* [WHAT IS EXPECTED] Every line of the material below should be output exactly as written, with the images skipped.

* [WORKING DATA]
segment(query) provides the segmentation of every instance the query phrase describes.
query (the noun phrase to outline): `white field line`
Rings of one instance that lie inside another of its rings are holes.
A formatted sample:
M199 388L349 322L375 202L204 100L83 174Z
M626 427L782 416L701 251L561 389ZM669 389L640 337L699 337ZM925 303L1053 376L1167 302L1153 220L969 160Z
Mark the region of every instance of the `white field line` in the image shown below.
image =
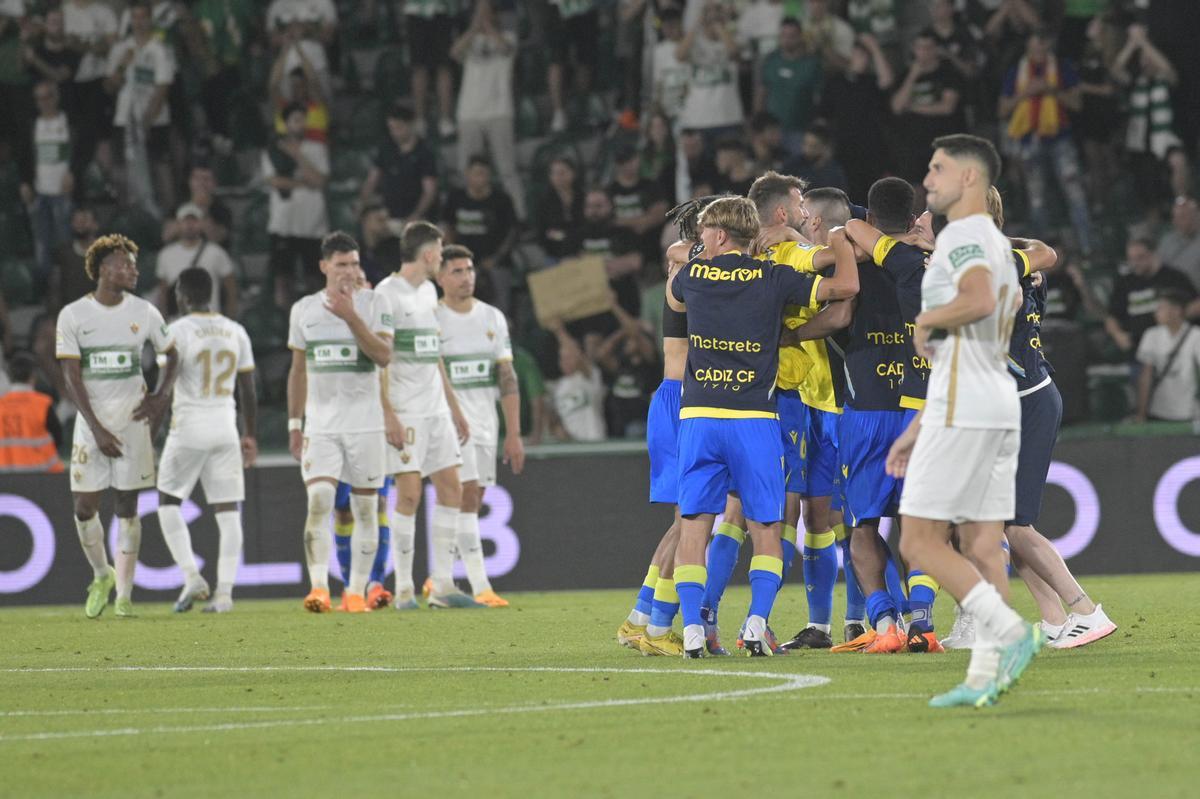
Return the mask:
M0 743L15 741L51 741L70 738L108 738L115 736L134 735L170 735L189 732L232 732L238 730L259 730L277 727L307 727L329 724L363 724L381 721L414 721L420 719L465 718L485 715L511 715L517 713L544 713L556 710L585 710L592 708L626 707L630 705L663 705L682 702L720 702L730 699L743 699L762 694L795 691L801 688L811 688L825 685L828 677L811 674L774 674L771 672L737 672L721 671L718 669L619 669L619 668L499 668L459 666L453 668L404 668L387 666L116 666L113 668L88 669L82 667L49 668L49 669L7 669L7 673L47 673L75 671L110 671L110 672L279 672L279 671L349 671L349 672L501 672L528 673L544 672L555 674L671 674L692 677L725 677L773 680L774 685L757 688L744 688L735 691L712 691L701 694L683 694L679 696L638 697L631 699L603 699L588 702L565 702L559 704L513 705L507 707L474 707L461 710L435 710L409 713L383 713L374 715L323 717L315 719L274 719L270 721L226 722L222 724L186 724L160 725L154 727L123 727L106 730L71 730L66 732L40 732L15 735L0 735Z

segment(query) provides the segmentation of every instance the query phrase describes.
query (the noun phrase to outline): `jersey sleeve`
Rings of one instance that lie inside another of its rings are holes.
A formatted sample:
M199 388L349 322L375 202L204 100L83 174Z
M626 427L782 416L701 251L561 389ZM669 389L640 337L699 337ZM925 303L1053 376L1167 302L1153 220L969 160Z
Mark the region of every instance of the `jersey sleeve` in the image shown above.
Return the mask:
M307 345L304 329L300 326L300 303L296 303L292 306L292 313L288 318L288 349L304 352Z
M824 280L820 275L797 272L793 269L772 269L772 279L780 288L780 296L787 305L804 305L815 309L817 284Z
M75 315L70 308L58 312L58 325L54 331L54 357L62 360L79 359L79 339L75 335Z
M1158 340L1156 335L1157 330L1151 328L1142 336L1142 340L1138 342L1137 361L1144 366L1153 367L1154 364L1154 342Z
M960 232L956 231L956 233ZM945 231L943 231L944 234ZM983 267L989 272L992 271L992 265L988 263L983 244L978 239L970 234L954 235L948 238L948 241L938 242L938 246L944 246L946 249L946 263L950 265L950 280L955 288L958 288L963 275L977 266Z
M167 52L166 45L159 43L154 54L154 82L169 86L175 81L175 63Z
M1013 250L1013 263L1017 265L1017 279L1024 280L1033 274L1029 263L1029 255L1024 250Z
M238 338L238 373L254 371L254 348L250 346L250 334L246 332L246 328L241 325L237 326Z
M158 309L149 303L146 304L146 323L150 325L150 343L155 352L167 352L175 347L175 335Z
M371 292L371 318L367 324L371 332L391 338L396 335L396 321L392 314L392 301L378 291Z
M797 242L785 241L775 247L770 257L775 263L790 266L797 272L815 272L813 259L823 249L820 246L801 247Z
M213 251L213 274L220 278L229 277L233 274L233 259L229 257L229 253L225 251L224 247L219 244L214 246L216 249Z
M683 298L684 282L687 280L688 270L690 268L691 262L689 261L687 264L681 267L678 272L675 273L675 278L671 281L671 296L673 296L677 302L682 302L684 305L687 304L687 300Z
M511 361L513 359L512 339L508 336L508 320L499 311L496 315L496 360Z

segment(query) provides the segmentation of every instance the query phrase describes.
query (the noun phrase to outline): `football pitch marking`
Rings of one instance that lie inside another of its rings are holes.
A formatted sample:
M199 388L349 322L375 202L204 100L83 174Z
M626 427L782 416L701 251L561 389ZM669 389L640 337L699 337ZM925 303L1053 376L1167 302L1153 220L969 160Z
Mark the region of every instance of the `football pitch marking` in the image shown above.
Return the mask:
M594 708L609 708L609 707L626 707L630 705L666 705L679 704L684 702L723 702L731 699L744 699L749 696L758 696L762 694L774 694L787 691L797 691L802 688L813 688L819 685L826 685L830 682L828 677L822 677L815 674L776 674L772 672L742 672L742 671L724 671L720 669L652 669L652 668L637 668L637 669L622 669L622 668L556 668L550 666L537 667L514 667L502 668L499 666L455 666L451 668L441 667L404 667L404 666L114 666L111 668L87 668L87 667L63 667L63 668L30 668L30 669L3 669L2 673L7 674L46 674L46 673L65 673L65 672L376 672L376 673L404 673L404 672L459 672L459 673L551 673L551 674L668 674L668 675L684 675L689 677L721 677L732 679L750 679L750 680L771 680L772 685L758 686L754 688L741 688L737 690L727 691L709 691L699 694L680 694L676 696L652 696L652 697L637 697L629 699L597 699L581 702L560 702L556 704L536 704L536 705L509 705L504 707L473 707L462 708L459 710L432 710L432 711L416 711L408 713L383 713L374 715L356 715L356 716L340 716L340 717L322 717L315 719L272 719L266 721L247 721L247 722L226 722L221 724L183 724L183 725L158 725L153 727L122 727L116 729L103 730L68 730L63 732L39 732L25 733L15 735L0 734L0 743L17 742L17 741L53 741L70 738L107 738L116 736L133 736L133 735L163 735L175 733L189 732L234 732L240 730L261 730L279 727L307 727L314 725L325 724L361 724L380 721L418 721L428 719L443 719L443 718L464 718L471 716L488 716L488 715L510 715L517 713L544 713L557 710L589 710ZM289 710L304 711L316 708L288 708ZM206 708L201 712L250 712L249 709L240 708ZM273 710L282 710L282 708L273 708ZM181 712L191 712L189 709L180 709ZM57 711L52 711L56 712ZM80 711L79 715L90 714L96 711ZM118 712L126 712L121 710ZM129 713L156 713L169 712L169 709L154 709L148 708L144 711L136 709L128 709ZM69 711L63 711L60 715L69 715ZM30 714L27 711L15 711L11 714L17 715Z

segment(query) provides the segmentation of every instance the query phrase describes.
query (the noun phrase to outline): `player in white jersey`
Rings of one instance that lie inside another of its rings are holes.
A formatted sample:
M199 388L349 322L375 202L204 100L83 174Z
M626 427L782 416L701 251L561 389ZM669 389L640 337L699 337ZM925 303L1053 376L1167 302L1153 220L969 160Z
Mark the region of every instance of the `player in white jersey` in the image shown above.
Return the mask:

* [YOUR SOLUTION]
segment(query) provides the segmentation of every instance the query phrase describes.
query (the noun phrase to outline): `white field line`
Rings of one instance that lie inside another of its rings are holes.
A formatted sample:
M199 388L349 322L375 202L204 100L83 174Z
M626 427L782 416L701 251L561 389ZM669 389L640 337L699 337ZM925 303L1053 376L1167 302L1153 220L969 160Z
Mark the region of every instance of the `white field line` in the image shown below.
image =
Return the mask:
M0 743L15 741L51 741L70 738L108 738L115 736L134 735L170 735L189 732L232 732L238 730L259 730L277 727L307 727L329 724L363 724L381 721L414 721L420 719L465 718L485 715L511 715L517 713L544 713L556 710L585 710L592 708L626 707L630 705L663 705L682 702L720 702L730 699L743 699L762 694L795 691L801 688L811 688L825 685L828 677L811 674L774 674L771 672L737 672L721 671L718 669L619 669L619 668L499 668L459 666L453 668L404 668L387 666L116 666L113 668L88 669L82 667L49 668L49 669L7 669L7 673L47 673L75 671L110 671L110 672L279 672L279 671L349 671L349 672L501 672L528 673L544 672L555 674L671 674L692 677L725 677L773 680L774 685L757 688L744 688L735 691L712 691L701 694L683 694L679 696L638 697L631 699L603 699L588 702L565 702L559 704L513 705L507 707L474 707L461 710L435 710L409 713L383 713L374 715L323 717L315 719L274 719L270 721L226 722L222 724L186 724L160 725L154 727L123 727L106 730L71 730L66 732L40 732L15 735L0 735Z

segment(query) provides the segmentation of every instance the query phrase describes.
query (the noun phrase to outline): `jersey sleeve`
Rings of one instance that lie inside another of its rings are holes.
A formatted sample:
M199 388L349 322L375 202L204 100L83 174Z
M626 427L782 416L701 251L561 389ZM669 389L640 337L699 337ZM925 303L1053 376L1167 302L1153 220L969 160Z
Mark the region of every instance of the `jersey sleeve` in the image shown above.
Return the mask:
M307 345L304 329L300 326L300 303L296 303L292 306L292 313L288 318L288 349L304 352Z
M824 280L820 275L797 272L793 269L772 269L772 279L780 288L780 296L787 305L804 305L815 309L817 284Z
M75 315L70 308L58 312L58 325L54 331L54 357L62 360L79 359L79 339L75 335Z
M1158 340L1156 335L1157 330L1151 328L1142 336L1142 340L1138 342L1137 361L1144 366L1153 367L1154 364L1154 342Z
M960 232L956 231L956 233ZM945 231L943 231L944 234ZM983 267L989 272L992 271L992 265L988 263L983 244L978 239L970 234L954 235L948 238L948 241L938 242L938 246L944 246L946 249L946 263L950 265L950 280L955 288L958 288L963 275L977 266Z
M167 52L166 45L159 43L154 54L154 82L169 86L175 81L175 63Z
M1013 250L1013 263L1017 265L1017 279L1024 280L1033 274L1029 263L1029 255L1024 250Z
M238 338L238 373L254 371L254 348L250 346L250 334L246 332L246 328L241 325L237 326Z
M158 309L149 303L146 304L146 323L150 325L150 343L155 352L167 352L175 347L175 335Z
M371 292L371 318L367 324L371 332L391 338L396 335L396 321L392 314L392 301L378 291Z
M797 242L785 241L775 247L770 257L775 263L790 266L797 272L815 272L813 259L823 249L820 246L801 247Z
M213 251L213 274L220 278L229 277L233 274L233 259L229 257L229 253L225 251L224 247L219 244L214 246L216 249Z
M683 298L684 282L687 280L688 270L690 268L691 262L689 261L687 264L681 267L678 272L675 273L675 278L671 281L671 296L673 296L677 302L682 302L684 305L687 304L687 300Z
M511 361L513 359L512 339L508 336L508 320L499 311L496 315L496 360Z

segment(query) provides the segmentation of every instance the query phrase describes.
query (the noun phrase to outline): `football pitch marking`
Rings of one instance that lie inside another of its rings are holes.
A formatted sample:
M199 388L349 322L375 202L204 100L83 174Z
M626 427L782 416L701 251L561 389ZM669 389L640 337L699 337ZM925 303L1053 376L1167 302L1153 220L969 160Z
Mark the region of every instance of the `football pitch marking` in the image shown above.
Return the mask:
M594 708L609 708L609 707L626 707L630 705L666 705L679 704L684 702L723 702L731 699L744 699L749 696L758 696L762 694L774 694L787 691L797 691L802 688L813 688L819 685L826 685L830 682L828 677L822 677L815 674L776 674L772 672L742 672L742 671L724 671L720 669L652 669L652 668L637 668L637 669L622 669L622 668L556 668L550 666L537 667L514 667L502 668L499 666L455 666L451 668L441 667L404 667L404 666L114 666L111 668L87 668L87 667L63 667L63 668L30 668L30 669L3 669L2 673L7 674L46 674L46 673L65 673L65 672L376 672L376 673L404 673L404 672L459 672L459 673L551 673L551 674L668 674L668 675L684 675L689 677L721 677L732 679L750 679L750 680L771 680L772 685L758 686L754 688L741 688L737 690L727 691L709 691L699 694L680 694L676 696L652 696L652 697L637 697L629 699L597 699L581 702L560 702L556 704L536 704L536 705L509 705L504 707L473 707L462 708L459 710L432 710L432 711L416 711L408 713L383 713L374 715L356 715L356 716L340 716L340 717L322 717L315 719L272 719L266 721L247 721L247 722L226 722L221 724L183 724L183 725L158 725L153 727L122 727L116 729L103 730L68 730L63 732L39 732L25 733L15 735L0 734L0 743L17 742L17 741L53 741L70 738L107 738L116 736L133 736L133 735L163 735L175 733L189 732L234 732L240 730L261 730L279 727L307 727L314 725L325 724L361 724L380 721L418 721L428 719L443 719L443 718L464 718L471 716L488 716L488 715L510 715L517 713L544 713L557 710L589 710ZM289 710L304 711L316 708L288 708ZM206 708L201 712L250 712L249 709L240 708ZM273 710L282 710L282 708L273 708ZM181 712L191 712L189 709L180 709ZM57 711L52 711L56 712ZM80 711L79 715L90 714L96 711ZM118 712L126 712L121 710ZM129 713L156 713L169 712L169 709L154 709L148 708L144 711L136 709L128 709ZM69 711L63 711L60 715L69 715ZM30 714L27 711L15 711L11 714L17 715Z

segment(query) provides the segmentation of every instance the query phrase describes.
query (the noun phrase to outline): `player in white jersey`
Rings of one instance that lie inside another of its rings are holes.
A formatted sample:
M199 388L349 322L375 202L204 100L83 174Z
M626 427L782 416L701 251L561 389ZM669 389L640 337L699 337ZM925 303L1053 376L1167 302L1153 220L969 160Z
Mark the region of every instance of the `player in white jersey` in the image shown above.
Return the mask:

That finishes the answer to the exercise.